▶ **Set task**:
Copy the lines below verbatim, beginning with the line that includes "Teacher note: locate the corrugated" and continuing to the end; leave out everything before it.

○ ○ ○ ○ ○ ○ ○

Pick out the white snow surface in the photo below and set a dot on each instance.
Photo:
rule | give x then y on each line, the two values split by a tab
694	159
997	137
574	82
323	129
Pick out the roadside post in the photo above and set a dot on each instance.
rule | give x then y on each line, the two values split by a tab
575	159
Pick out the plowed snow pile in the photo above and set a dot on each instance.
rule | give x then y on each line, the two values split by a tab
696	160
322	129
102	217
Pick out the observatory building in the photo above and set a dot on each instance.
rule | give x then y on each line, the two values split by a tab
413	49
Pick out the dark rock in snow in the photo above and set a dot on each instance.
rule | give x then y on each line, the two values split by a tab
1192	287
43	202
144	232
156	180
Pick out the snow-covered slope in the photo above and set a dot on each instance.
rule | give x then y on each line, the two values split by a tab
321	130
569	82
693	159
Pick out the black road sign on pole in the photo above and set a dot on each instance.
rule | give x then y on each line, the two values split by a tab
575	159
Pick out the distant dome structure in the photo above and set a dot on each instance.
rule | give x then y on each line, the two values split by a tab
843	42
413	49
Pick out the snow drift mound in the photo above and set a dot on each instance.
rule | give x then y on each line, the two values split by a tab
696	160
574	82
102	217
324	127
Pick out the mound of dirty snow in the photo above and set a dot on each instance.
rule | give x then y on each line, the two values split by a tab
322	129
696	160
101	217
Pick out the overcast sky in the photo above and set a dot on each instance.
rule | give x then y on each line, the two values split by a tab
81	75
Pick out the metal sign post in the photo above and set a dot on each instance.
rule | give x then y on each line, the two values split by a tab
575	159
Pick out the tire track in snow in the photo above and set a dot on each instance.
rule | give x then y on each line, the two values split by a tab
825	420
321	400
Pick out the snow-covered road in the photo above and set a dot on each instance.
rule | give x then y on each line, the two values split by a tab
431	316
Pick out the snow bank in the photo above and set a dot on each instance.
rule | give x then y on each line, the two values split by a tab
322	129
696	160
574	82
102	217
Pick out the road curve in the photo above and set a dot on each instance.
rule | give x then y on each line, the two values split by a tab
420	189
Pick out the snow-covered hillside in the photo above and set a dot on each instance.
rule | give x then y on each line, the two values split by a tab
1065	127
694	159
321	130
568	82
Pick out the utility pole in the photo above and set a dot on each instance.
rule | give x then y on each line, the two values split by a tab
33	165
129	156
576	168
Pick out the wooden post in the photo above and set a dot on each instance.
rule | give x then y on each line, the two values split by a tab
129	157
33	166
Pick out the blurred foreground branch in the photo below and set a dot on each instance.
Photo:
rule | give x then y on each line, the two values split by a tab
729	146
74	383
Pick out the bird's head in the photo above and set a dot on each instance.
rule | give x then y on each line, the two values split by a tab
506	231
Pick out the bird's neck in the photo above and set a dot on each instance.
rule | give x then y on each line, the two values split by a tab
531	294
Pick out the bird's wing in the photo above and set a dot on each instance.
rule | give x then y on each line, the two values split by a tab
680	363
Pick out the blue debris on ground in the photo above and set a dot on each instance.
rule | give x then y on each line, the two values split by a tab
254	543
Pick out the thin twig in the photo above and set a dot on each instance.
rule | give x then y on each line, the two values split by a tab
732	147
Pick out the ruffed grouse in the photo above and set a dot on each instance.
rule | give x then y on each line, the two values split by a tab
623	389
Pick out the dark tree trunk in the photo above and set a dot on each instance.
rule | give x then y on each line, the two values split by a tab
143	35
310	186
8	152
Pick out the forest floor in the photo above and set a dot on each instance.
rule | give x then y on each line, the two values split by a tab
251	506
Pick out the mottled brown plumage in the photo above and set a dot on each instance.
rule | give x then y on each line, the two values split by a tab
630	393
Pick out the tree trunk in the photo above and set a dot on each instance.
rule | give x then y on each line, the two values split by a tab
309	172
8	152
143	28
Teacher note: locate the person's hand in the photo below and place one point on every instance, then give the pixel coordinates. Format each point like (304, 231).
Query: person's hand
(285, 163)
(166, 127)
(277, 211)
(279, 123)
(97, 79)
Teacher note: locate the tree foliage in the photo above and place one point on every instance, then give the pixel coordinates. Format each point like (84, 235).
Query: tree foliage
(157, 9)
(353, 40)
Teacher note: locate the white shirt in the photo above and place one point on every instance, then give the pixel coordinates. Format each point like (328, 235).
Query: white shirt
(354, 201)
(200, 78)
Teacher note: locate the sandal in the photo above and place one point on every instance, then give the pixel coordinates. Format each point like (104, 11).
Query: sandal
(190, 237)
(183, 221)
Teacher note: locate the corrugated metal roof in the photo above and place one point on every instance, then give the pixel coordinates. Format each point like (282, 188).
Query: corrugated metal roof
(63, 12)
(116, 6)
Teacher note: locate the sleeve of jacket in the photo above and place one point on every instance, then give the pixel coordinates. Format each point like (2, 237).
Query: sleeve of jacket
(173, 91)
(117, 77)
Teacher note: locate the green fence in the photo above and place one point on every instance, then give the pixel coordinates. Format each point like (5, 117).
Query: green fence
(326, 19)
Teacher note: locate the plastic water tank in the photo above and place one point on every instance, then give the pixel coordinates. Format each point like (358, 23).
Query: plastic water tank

○ ○ ○ ○ ○ ○ ○

▶ **Complete answer**:
Teacher note: locate the corrugated metal roof in the photo above and place one point on every instance, then give the pixel coordinates. Format each point like (282, 188).
Query: corrugated metal roof
(63, 12)
(116, 6)
Teacher note: locate the sleeve of jacket in the photo above and place one point on every instance, then give the pixel coordinates. Format each point like (2, 237).
Query: sleeve of jacket
(173, 91)
(117, 77)
Teacher note: locate the green fence in the photo above and place one point on every instance, then give the pixel coordinates. Format each point like (5, 117).
Query: green fence
(326, 19)
Teacher note: locate the plastic water tank in the photo above and place one point on every instance, then give the pixel coordinates. Format each point like (358, 23).
Query: plastic water tank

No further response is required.